>> BEGIN RECORDS PROVIDED

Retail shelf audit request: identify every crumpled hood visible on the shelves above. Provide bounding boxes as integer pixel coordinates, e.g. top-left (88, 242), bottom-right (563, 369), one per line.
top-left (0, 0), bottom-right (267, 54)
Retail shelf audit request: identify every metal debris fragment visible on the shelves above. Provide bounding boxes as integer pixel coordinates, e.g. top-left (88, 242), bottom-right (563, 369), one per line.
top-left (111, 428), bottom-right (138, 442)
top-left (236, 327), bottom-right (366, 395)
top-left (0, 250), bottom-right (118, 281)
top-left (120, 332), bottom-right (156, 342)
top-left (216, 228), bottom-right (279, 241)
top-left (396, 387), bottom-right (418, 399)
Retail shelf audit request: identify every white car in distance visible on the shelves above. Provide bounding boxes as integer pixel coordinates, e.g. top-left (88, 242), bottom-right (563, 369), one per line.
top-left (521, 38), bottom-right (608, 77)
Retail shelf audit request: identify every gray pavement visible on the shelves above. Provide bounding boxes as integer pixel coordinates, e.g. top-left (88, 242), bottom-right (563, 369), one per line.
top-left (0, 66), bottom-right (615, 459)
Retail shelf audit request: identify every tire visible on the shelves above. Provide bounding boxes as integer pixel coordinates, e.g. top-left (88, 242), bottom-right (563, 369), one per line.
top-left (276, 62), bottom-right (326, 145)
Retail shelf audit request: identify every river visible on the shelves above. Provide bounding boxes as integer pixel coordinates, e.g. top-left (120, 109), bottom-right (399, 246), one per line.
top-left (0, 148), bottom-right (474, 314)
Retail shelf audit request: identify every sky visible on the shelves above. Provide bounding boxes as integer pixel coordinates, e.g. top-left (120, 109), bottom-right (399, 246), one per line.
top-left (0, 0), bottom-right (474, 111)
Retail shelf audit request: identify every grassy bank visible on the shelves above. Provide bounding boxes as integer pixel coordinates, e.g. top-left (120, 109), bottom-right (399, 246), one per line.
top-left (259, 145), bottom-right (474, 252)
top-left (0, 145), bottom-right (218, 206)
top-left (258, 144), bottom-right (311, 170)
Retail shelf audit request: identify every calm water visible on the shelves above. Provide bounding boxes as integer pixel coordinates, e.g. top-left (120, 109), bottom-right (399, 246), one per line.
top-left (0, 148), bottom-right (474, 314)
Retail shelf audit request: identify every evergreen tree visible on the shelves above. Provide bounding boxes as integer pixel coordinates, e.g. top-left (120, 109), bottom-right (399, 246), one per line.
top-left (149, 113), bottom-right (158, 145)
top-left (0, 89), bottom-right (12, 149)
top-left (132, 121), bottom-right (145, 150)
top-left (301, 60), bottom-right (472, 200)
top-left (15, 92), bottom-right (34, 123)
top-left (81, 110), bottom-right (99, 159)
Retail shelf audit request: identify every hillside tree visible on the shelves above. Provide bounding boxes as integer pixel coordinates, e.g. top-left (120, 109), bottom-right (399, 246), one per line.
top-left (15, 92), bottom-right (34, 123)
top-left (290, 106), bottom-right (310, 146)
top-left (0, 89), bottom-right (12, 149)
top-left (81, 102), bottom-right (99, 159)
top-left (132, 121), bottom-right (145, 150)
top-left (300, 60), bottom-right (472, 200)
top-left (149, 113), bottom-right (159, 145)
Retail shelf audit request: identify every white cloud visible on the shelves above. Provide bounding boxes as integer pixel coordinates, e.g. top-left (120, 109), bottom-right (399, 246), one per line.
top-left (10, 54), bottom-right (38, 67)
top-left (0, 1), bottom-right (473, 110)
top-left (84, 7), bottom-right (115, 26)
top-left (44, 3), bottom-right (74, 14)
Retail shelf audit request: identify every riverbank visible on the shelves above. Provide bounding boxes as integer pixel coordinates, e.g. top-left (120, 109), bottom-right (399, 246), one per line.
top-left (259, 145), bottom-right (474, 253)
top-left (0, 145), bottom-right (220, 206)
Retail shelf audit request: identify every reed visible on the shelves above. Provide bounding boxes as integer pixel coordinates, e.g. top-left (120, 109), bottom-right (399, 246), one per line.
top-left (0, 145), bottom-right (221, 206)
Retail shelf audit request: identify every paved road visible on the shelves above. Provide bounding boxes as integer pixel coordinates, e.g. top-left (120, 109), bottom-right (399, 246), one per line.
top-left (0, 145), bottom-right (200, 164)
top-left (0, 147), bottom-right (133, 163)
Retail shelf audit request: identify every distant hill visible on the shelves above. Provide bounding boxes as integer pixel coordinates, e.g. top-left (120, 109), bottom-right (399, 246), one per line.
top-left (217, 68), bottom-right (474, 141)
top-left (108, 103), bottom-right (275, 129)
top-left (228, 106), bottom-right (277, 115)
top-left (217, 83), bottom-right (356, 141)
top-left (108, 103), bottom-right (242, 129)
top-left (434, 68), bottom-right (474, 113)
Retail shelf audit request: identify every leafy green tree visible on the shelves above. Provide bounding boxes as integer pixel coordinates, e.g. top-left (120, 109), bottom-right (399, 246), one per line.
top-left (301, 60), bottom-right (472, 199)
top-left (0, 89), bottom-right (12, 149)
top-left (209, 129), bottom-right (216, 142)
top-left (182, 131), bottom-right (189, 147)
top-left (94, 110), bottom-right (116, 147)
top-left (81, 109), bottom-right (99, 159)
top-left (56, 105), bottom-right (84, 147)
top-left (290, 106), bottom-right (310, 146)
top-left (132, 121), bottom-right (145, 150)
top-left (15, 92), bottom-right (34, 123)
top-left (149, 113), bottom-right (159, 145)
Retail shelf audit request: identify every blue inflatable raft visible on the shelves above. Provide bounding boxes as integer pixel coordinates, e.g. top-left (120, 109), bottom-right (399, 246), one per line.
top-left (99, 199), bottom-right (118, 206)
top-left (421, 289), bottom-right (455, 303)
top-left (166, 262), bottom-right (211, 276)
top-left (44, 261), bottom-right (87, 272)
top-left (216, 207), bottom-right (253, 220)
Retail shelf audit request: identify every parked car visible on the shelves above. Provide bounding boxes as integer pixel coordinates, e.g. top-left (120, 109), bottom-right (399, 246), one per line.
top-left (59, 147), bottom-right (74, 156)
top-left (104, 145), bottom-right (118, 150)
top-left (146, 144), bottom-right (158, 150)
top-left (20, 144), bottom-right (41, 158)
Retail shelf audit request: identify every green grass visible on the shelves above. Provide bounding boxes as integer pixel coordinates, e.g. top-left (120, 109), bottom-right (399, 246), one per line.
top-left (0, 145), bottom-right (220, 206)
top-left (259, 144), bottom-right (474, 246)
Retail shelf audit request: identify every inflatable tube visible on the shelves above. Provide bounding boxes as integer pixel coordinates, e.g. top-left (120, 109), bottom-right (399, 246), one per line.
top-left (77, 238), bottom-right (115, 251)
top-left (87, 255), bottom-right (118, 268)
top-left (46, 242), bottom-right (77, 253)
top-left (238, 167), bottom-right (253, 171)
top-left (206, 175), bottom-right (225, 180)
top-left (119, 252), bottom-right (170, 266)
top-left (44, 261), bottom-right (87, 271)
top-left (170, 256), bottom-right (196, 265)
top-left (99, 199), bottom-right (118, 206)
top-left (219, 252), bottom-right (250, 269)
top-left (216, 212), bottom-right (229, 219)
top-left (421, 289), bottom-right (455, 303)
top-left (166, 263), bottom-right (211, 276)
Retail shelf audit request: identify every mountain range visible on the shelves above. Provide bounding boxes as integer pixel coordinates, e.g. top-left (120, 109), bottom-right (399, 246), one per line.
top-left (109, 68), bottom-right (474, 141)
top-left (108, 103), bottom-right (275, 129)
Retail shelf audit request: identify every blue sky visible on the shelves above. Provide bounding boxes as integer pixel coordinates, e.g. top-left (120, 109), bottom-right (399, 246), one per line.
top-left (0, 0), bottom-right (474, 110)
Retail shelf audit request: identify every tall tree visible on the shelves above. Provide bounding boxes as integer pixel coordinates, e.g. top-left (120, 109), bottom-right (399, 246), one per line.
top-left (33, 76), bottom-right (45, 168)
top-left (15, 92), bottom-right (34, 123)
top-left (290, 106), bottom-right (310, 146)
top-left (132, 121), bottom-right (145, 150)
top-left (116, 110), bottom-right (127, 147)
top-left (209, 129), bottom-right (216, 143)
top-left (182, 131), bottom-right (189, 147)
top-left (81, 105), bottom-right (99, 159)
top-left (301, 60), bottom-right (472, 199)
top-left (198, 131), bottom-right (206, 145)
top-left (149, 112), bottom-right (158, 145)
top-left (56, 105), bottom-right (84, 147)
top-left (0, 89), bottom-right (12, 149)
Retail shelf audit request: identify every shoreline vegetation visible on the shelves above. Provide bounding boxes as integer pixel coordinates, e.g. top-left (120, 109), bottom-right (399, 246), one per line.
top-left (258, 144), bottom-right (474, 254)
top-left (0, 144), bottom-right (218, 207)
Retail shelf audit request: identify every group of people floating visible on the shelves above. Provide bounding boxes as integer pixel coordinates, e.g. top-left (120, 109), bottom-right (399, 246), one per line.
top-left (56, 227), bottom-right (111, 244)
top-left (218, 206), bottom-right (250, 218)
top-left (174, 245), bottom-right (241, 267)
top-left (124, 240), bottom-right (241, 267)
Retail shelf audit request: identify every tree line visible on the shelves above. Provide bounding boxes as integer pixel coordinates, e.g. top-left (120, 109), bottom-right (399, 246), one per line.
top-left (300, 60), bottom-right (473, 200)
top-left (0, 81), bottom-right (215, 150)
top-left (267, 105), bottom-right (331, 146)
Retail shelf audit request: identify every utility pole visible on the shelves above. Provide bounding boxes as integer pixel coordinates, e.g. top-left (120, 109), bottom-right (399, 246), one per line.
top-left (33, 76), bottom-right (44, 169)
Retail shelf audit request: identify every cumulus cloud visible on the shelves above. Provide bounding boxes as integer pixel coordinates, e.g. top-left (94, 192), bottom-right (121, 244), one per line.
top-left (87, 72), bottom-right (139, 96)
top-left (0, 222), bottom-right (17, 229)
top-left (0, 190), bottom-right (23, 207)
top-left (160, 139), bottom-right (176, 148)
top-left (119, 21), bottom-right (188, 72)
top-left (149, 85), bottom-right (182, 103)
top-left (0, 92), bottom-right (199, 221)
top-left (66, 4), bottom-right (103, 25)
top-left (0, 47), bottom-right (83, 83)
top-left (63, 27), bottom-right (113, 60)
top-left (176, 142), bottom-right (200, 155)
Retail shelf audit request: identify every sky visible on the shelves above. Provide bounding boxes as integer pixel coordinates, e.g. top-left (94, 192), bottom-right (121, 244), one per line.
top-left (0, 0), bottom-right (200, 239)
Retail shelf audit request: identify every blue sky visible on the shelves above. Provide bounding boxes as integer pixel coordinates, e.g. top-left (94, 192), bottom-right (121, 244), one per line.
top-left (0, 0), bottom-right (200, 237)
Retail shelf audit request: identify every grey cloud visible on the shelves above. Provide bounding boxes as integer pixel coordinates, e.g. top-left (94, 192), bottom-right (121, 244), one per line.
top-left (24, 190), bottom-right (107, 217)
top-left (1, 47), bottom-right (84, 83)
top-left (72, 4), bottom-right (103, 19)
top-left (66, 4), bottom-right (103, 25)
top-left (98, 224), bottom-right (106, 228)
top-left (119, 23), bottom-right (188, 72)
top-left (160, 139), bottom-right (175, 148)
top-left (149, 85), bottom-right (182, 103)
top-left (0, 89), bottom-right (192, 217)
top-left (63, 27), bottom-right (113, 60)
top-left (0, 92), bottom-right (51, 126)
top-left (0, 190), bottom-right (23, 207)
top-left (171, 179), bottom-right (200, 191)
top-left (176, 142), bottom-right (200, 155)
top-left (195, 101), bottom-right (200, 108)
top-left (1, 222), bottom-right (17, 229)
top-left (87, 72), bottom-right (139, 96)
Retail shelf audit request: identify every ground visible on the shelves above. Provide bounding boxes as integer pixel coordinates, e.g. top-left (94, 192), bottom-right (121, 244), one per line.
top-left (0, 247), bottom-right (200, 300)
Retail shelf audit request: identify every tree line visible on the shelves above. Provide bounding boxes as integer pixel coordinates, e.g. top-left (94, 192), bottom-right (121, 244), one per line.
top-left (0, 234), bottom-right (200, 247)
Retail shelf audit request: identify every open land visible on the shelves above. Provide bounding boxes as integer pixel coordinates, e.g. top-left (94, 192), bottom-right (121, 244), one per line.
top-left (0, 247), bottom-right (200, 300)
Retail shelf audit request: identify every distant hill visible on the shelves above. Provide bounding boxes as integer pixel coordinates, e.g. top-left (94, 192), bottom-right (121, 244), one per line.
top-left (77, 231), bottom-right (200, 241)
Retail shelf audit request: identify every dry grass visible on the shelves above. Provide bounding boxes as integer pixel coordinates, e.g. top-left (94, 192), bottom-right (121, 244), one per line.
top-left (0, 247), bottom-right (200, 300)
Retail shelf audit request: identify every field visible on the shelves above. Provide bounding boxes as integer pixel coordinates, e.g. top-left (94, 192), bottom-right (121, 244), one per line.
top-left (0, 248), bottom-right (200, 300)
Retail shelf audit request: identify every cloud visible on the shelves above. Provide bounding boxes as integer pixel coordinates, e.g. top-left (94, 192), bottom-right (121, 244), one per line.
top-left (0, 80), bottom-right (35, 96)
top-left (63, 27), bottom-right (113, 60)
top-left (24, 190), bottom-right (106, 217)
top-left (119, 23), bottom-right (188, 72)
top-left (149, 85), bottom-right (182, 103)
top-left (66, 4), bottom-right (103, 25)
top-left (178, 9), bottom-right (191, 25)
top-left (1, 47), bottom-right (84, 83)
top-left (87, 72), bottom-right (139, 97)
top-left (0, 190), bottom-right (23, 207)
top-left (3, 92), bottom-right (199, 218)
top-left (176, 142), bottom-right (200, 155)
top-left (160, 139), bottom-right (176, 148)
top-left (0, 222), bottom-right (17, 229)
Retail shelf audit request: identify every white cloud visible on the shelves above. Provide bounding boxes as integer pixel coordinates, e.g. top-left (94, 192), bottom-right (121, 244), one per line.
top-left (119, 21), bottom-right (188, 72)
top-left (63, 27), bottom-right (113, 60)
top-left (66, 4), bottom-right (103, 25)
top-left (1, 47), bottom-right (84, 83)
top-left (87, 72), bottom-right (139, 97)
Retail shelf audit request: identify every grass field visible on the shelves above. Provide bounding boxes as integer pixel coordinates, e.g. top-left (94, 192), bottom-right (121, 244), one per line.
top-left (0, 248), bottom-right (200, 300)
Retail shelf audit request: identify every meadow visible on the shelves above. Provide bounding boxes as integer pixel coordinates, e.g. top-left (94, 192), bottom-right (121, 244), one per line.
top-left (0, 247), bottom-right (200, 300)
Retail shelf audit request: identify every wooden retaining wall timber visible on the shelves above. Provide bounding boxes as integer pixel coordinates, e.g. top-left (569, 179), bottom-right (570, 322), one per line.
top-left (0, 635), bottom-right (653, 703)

>> END RECORDS PROVIDED

- STATED PROBLEM: Swap "raft" for "dinghy" in the part of the items that opens with the line containing "Retail shelf audit request: identify every blue inflatable" and closes with the line containing "top-left (166, 262), bottom-right (211, 276)". Write out only those lines, with everything else unchanged.

- SOLUTION TO THIS PROBLEM:
Retail shelf audit request: identify every blue inflatable dinghy visible on the shelves above. Provide bounding boxes as integer pixel coordinates, e.g. top-left (120, 109), bottom-right (399, 246), one per line.
top-left (99, 199), bottom-right (118, 206)
top-left (421, 289), bottom-right (455, 303)
top-left (166, 262), bottom-right (211, 276)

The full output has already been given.